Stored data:
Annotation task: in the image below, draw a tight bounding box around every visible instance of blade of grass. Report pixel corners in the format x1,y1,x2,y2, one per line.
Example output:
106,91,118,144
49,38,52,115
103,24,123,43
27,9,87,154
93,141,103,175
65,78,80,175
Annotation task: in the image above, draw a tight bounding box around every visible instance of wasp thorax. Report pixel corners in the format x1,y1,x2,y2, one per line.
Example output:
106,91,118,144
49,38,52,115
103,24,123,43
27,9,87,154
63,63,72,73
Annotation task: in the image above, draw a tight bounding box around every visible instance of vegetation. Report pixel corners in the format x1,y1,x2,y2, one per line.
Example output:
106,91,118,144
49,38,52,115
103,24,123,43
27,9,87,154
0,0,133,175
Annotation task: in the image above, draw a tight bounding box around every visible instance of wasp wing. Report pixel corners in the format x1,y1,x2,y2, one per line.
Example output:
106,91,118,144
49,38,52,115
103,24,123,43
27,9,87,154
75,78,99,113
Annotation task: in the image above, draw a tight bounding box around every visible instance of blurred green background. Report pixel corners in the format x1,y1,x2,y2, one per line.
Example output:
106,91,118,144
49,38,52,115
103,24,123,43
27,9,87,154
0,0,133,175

Required task> Render every line of the listing above as a JSON list of strings, one string per line, with blank lines omitted.

Reply>
[
  "Annotation task: in the image below, draw a tight bounding box around every visible instance of blade of grass. Report pixel corners in the format x1,y1,x2,y2, one per line.",
  "Example output:",
  "106,91,118,144",
  "49,38,52,115",
  "103,24,123,43",
  "27,9,87,154",
  "93,141,103,175",
  "65,78,80,175",
  "Annotation task: in the image above, draw a tight bounding box around every visible instance of wasp thorax. Report pixel corners in the format x1,y1,x2,y2, one per line.",
  "Example output:",
  "106,91,118,144",
  "49,38,52,115",
  "103,24,123,43",
  "27,9,87,154",
  "63,63,72,73",
  "Annotation task: in the image above, draw a tight bounding box around every visible instance of vegetation. Report pixel corners in the format x1,y1,x2,y2, one per line.",
  "Example output:",
  "106,91,118,144",
  "49,38,52,115",
  "103,24,123,43",
  "27,9,87,154",
  "0,0,133,175",
  "Annotation task: in the image above, draw a tight bounding box around every visible instance of wasp wing. Report pixel corners in the format x1,y1,x2,y2, one per line.",
  "Example output:",
  "106,91,118,144",
  "49,38,52,115",
  "103,24,123,43",
  "27,9,87,154",
  "75,78,99,113",
  "Annotation task: in the image above, draw a tight bounding box around every visible instance of blurred green background. Report pixel corners in the format x1,y1,x2,y2, one per line.",
  "Example output:",
  "106,91,118,144",
  "49,38,52,115",
  "103,24,123,43",
  "27,9,87,154",
  "0,0,133,175"
]